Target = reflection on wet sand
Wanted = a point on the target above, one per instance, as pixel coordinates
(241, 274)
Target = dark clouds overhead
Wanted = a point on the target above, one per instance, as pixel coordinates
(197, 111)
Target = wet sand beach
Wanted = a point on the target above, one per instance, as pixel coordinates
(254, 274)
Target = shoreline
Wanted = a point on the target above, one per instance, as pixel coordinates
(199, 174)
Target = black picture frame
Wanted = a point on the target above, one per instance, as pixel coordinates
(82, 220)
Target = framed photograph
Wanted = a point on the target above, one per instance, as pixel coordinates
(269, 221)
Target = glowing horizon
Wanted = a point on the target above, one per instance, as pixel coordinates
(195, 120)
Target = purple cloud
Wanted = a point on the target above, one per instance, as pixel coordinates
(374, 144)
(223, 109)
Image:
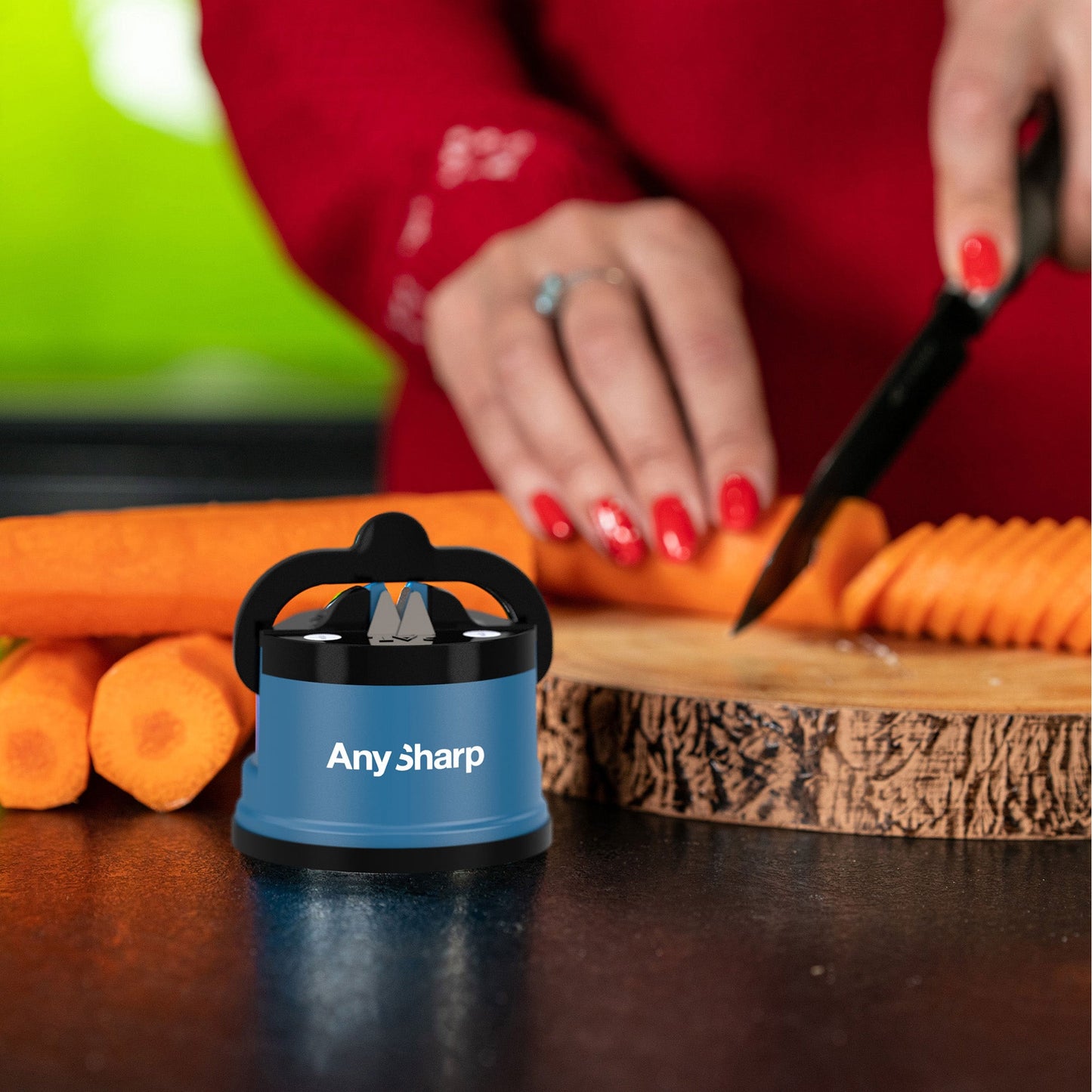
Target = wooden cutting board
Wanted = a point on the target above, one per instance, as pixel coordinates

Work to be completed
Among the entries above, locate the lines containing "Target = framed photograph" and "Target = purple cloud", and transcribe exactly those two lines and all lines between.

Written response
Target = framed photograph
Wanted = a point on the target above, one per instance, as pixel coordinates
(269, 221)
Target = glowing horizon
Wanted = a point on the target above, one per instance, as pixel coordinates
(195, 120)
Target = purple cloud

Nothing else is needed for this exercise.